## Work to do
Copy the records word for word, starting with the line that contains "Q: Point to every instance of the man in green" and continuing through the end of the records.

## Task input
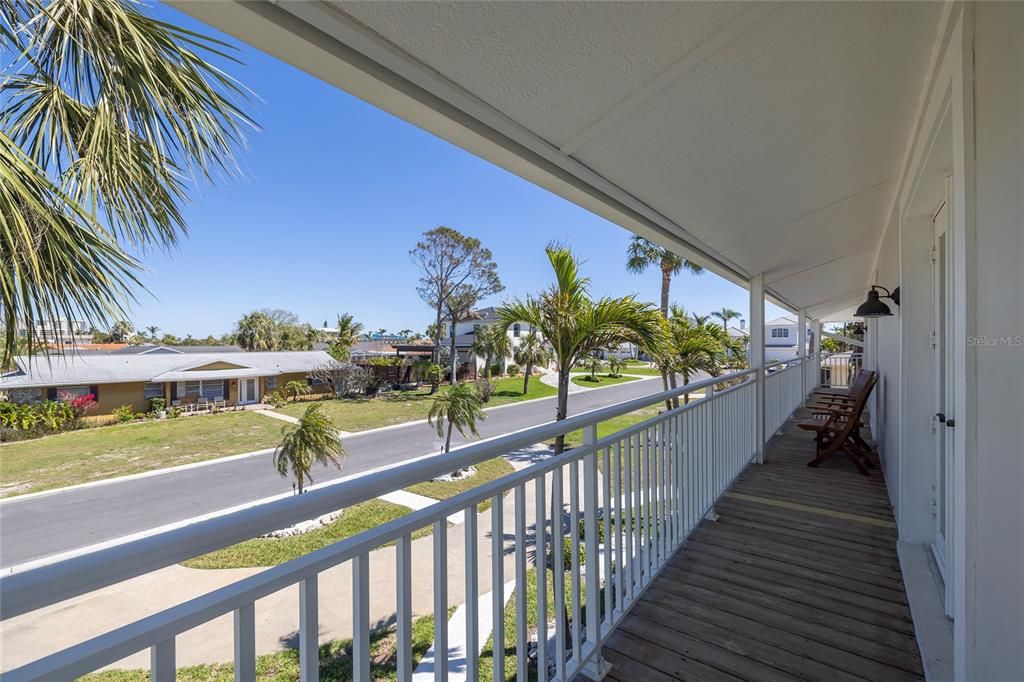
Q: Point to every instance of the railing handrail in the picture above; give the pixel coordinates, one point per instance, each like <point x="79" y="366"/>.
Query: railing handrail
<point x="45" y="585"/>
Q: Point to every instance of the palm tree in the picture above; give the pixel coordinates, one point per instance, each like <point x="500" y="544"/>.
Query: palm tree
<point x="697" y="346"/>
<point x="574" y="325"/>
<point x="491" y="342"/>
<point x="643" y="254"/>
<point x="725" y="314"/>
<point x="108" y="115"/>
<point x="614" y="366"/>
<point x="349" y="333"/>
<point x="530" y="353"/>
<point x="256" y="332"/>
<point x="459" y="407"/>
<point x="313" y="440"/>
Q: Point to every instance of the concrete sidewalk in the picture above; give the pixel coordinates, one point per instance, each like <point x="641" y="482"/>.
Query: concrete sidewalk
<point x="34" y="635"/>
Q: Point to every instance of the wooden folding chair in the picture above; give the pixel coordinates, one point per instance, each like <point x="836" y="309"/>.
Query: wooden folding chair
<point x="840" y="430"/>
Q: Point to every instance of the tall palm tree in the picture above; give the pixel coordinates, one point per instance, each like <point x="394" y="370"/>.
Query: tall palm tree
<point x="349" y="333"/>
<point x="256" y="332"/>
<point x="491" y="342"/>
<point x="530" y="353"/>
<point x="697" y="346"/>
<point x="643" y="254"/>
<point x="574" y="325"/>
<point x="459" y="408"/>
<point x="108" y="116"/>
<point x="725" y="314"/>
<point x="312" y="440"/>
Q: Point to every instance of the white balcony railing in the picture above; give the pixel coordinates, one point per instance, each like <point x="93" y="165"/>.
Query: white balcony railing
<point x="643" y="488"/>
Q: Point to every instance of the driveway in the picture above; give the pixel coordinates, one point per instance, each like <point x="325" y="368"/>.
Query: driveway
<point x="40" y="526"/>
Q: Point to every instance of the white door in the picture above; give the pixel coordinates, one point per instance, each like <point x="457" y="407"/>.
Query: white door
<point x="944" y="420"/>
<point x="248" y="390"/>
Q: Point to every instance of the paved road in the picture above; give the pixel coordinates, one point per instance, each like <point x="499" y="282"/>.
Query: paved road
<point x="41" y="526"/>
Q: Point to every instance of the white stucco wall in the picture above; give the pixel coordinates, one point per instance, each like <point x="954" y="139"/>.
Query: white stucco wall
<point x="995" y="595"/>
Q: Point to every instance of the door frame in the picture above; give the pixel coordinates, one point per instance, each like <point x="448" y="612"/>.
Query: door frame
<point x="248" y="399"/>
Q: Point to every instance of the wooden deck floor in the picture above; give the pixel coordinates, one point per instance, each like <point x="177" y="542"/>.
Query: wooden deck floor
<point x="798" y="580"/>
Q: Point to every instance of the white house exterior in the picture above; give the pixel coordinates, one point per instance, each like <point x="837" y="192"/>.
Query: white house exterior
<point x="803" y="151"/>
<point x="466" y="335"/>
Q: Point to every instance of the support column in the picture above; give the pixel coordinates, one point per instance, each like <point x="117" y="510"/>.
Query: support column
<point x="802" y="353"/>
<point x="757" y="353"/>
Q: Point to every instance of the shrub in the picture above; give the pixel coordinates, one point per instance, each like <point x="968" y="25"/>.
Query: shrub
<point x="275" y="398"/>
<point x="82" y="405"/>
<point x="375" y="383"/>
<point x="123" y="414"/>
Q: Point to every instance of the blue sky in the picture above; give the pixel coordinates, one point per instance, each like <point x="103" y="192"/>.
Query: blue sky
<point x="337" y="192"/>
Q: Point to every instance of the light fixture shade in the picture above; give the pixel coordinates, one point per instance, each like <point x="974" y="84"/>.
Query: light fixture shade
<point x="872" y="307"/>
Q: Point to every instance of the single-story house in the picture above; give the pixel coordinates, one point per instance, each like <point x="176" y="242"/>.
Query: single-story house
<point x="180" y="378"/>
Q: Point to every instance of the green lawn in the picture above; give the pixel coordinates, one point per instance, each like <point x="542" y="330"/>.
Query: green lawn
<point x="485" y="472"/>
<point x="94" y="454"/>
<point x="600" y="380"/>
<point x="606" y="428"/>
<point x="401" y="407"/>
<point x="335" y="661"/>
<point x="271" y="551"/>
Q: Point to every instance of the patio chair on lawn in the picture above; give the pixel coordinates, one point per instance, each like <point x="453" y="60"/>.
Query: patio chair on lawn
<point x="838" y="428"/>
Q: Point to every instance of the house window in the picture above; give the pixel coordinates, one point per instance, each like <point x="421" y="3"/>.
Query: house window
<point x="72" y="392"/>
<point x="208" y="389"/>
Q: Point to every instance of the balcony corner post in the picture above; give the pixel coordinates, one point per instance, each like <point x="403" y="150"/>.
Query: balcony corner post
<point x="802" y="353"/>
<point x="757" y="359"/>
<point x="596" y="667"/>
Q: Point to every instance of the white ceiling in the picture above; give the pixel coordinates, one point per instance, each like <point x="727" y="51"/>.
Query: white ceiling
<point x="770" y="136"/>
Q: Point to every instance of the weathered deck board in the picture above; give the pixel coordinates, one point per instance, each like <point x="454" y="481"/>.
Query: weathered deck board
<point x="798" y="580"/>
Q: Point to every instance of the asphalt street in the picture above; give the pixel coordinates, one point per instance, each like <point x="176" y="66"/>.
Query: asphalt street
<point x="39" y="526"/>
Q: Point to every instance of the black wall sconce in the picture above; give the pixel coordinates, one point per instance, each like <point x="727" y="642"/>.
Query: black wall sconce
<point x="873" y="307"/>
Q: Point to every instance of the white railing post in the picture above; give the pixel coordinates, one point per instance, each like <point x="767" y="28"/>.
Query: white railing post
<point x="440" y="600"/>
<point x="802" y="351"/>
<point x="758" y="360"/>
<point x="308" y="631"/>
<point x="245" y="643"/>
<point x="162" y="666"/>
<point x="596" y="667"/>
<point x="360" y="617"/>
<point x="403" y="607"/>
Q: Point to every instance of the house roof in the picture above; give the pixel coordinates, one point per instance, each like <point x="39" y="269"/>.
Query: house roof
<point x="782" y="321"/>
<point x="111" y="369"/>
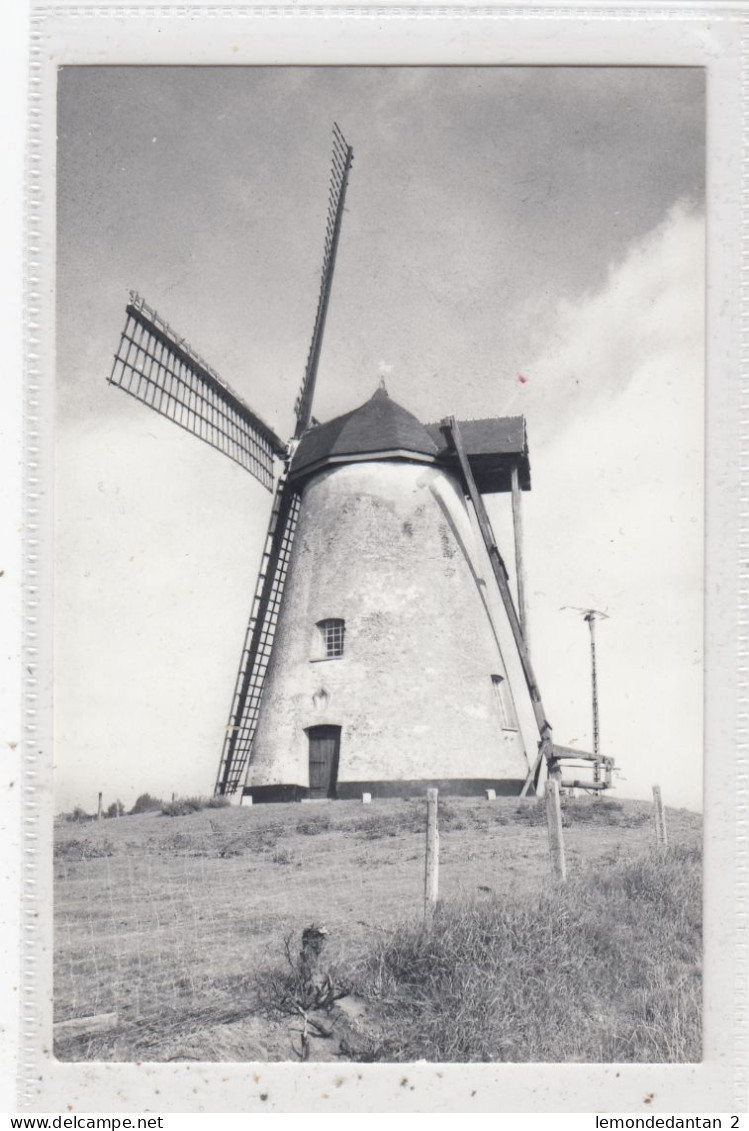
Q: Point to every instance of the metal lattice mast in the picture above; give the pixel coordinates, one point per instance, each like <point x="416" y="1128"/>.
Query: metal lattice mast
<point x="591" y="615"/>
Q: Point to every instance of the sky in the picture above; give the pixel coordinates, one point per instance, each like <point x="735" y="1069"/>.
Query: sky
<point x="516" y="241"/>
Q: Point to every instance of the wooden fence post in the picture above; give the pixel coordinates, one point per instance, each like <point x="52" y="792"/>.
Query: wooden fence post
<point x="553" y="823"/>
<point x="431" y="875"/>
<point x="659" y="820"/>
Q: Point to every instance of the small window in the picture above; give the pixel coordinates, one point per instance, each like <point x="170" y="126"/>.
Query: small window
<point x="333" y="633"/>
<point x="505" y="702"/>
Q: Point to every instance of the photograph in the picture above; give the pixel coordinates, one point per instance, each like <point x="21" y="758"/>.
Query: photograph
<point x="379" y="563"/>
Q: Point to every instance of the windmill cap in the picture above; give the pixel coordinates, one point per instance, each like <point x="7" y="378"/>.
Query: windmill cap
<point x="379" y="428"/>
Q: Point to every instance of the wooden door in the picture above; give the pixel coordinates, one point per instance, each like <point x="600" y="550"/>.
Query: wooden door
<point x="325" y="742"/>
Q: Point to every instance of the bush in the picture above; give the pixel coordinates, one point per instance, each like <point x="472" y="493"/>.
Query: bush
<point x="78" y="814"/>
<point x="183" y="805"/>
<point x="605" y="968"/>
<point x="146" y="804"/>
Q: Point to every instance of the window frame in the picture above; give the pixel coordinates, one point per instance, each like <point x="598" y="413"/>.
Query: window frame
<point x="332" y="638"/>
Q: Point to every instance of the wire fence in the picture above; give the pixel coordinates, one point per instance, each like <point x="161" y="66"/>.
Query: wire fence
<point x="160" y="917"/>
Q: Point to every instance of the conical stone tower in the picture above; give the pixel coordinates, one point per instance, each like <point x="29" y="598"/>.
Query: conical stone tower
<point x="387" y="674"/>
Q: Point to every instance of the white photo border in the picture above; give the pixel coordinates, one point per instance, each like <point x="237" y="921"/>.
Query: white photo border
<point x="714" y="39"/>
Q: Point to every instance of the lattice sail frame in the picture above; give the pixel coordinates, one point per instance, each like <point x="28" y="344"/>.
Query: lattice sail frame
<point x="160" y="369"/>
<point x="258" y="641"/>
<point x="343" y="156"/>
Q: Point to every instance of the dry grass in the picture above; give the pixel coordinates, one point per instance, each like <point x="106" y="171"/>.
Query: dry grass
<point x="170" y="922"/>
<point x="607" y="968"/>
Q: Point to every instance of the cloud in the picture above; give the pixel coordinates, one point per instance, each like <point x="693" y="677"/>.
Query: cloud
<point x="646" y="319"/>
<point x="616" y="411"/>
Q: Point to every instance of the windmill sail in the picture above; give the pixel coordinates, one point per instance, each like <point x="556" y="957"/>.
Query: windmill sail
<point x="158" y="368"/>
<point x="343" y="156"/>
<point x="258" y="642"/>
<point x="261" y="628"/>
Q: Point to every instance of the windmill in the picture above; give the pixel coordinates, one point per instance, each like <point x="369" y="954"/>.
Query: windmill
<point x="385" y="652"/>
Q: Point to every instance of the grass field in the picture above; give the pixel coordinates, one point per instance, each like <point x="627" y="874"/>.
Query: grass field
<point x="178" y="926"/>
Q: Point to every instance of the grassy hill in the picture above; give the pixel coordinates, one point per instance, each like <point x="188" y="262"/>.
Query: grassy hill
<point x="184" y="931"/>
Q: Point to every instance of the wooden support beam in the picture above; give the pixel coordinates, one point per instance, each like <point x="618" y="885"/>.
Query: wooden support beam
<point x="556" y="838"/>
<point x="500" y="572"/>
<point x="431" y="872"/>
<point x="659" y="820"/>
<point x="519" y="567"/>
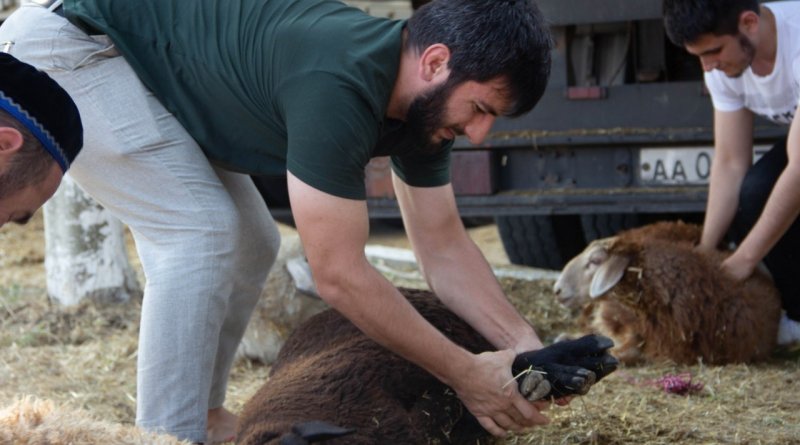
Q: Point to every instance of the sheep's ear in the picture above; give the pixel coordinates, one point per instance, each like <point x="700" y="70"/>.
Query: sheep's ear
<point x="608" y="275"/>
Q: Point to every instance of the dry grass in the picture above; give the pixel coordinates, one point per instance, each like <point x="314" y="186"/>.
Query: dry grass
<point x="85" y="356"/>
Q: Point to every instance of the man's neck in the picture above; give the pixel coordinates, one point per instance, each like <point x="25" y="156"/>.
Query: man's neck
<point x="766" y="51"/>
<point x="403" y="91"/>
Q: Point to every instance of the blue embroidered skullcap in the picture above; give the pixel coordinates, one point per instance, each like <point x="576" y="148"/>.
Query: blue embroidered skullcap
<point x="43" y="107"/>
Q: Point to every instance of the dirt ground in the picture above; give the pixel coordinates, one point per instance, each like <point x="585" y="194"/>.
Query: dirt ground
<point x="85" y="356"/>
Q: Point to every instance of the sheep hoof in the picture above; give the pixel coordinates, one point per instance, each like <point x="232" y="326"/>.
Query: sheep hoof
<point x="534" y="386"/>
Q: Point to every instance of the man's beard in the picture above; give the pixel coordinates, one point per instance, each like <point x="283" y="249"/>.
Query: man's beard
<point x="425" y="117"/>
<point x="749" y="51"/>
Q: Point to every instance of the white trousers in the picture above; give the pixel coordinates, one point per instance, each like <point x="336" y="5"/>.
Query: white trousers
<point x="204" y="235"/>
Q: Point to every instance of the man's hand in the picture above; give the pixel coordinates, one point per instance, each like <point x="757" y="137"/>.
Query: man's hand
<point x="490" y="393"/>
<point x="565" y="368"/>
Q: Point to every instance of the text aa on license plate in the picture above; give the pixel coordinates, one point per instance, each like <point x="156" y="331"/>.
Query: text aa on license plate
<point x="680" y="165"/>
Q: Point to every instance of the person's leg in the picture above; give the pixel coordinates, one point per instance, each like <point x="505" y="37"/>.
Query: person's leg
<point x="783" y="261"/>
<point x="252" y="263"/>
<point x="141" y="165"/>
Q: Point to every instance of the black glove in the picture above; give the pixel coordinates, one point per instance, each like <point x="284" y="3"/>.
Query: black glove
<point x="565" y="368"/>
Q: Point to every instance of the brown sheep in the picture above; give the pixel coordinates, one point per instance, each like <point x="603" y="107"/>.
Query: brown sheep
<point x="659" y="298"/>
<point x="329" y="373"/>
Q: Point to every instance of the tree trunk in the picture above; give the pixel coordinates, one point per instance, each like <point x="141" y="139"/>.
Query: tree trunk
<point x="85" y="254"/>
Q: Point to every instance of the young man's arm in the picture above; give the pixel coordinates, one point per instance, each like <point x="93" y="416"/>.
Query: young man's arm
<point x="733" y="156"/>
<point x="780" y="211"/>
<point x="456" y="269"/>
<point x="334" y="232"/>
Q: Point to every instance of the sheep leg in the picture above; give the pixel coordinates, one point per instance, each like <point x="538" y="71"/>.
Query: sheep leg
<point x="571" y="367"/>
<point x="312" y="432"/>
<point x="533" y="385"/>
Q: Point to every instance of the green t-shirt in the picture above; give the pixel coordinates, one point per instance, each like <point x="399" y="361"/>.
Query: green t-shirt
<point x="269" y="85"/>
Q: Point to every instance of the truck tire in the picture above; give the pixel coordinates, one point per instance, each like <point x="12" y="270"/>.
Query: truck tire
<point x="603" y="225"/>
<point x="542" y="241"/>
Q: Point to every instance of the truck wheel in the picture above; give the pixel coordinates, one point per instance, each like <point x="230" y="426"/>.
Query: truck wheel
<point x="543" y="241"/>
<point x="603" y="225"/>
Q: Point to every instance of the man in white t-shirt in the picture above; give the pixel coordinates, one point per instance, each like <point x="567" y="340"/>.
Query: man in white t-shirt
<point x="751" y="58"/>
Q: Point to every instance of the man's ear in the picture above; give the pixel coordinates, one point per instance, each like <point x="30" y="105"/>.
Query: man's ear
<point x="10" y="140"/>
<point x="433" y="62"/>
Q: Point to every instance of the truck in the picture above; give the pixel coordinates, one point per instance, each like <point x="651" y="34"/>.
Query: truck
<point x="622" y="137"/>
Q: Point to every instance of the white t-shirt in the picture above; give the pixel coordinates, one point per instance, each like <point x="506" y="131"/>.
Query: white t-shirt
<point x="776" y="95"/>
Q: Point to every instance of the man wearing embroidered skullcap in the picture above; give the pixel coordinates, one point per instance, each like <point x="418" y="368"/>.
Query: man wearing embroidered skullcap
<point x="40" y="136"/>
<point x="183" y="99"/>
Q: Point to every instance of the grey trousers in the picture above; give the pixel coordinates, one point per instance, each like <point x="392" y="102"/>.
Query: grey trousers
<point x="204" y="236"/>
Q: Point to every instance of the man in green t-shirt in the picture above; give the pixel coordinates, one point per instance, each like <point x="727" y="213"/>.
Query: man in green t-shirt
<point x="182" y="99"/>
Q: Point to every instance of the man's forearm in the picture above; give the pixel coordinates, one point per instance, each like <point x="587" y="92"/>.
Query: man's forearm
<point x="780" y="211"/>
<point x="461" y="277"/>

## Answer below
Q: Point to every instance of the man in green t-shirt in the picture above; give the pixel coordinates, one point per instance, each like <point x="727" y="213"/>.
Query: man in green t-shirt
<point x="182" y="99"/>
Q: Point to every instance of the man's forearm in the picture above; give the pixel coordinates, one point per instance, each like <point x="587" y="92"/>.
Query: man's forearm
<point x="780" y="211"/>
<point x="461" y="277"/>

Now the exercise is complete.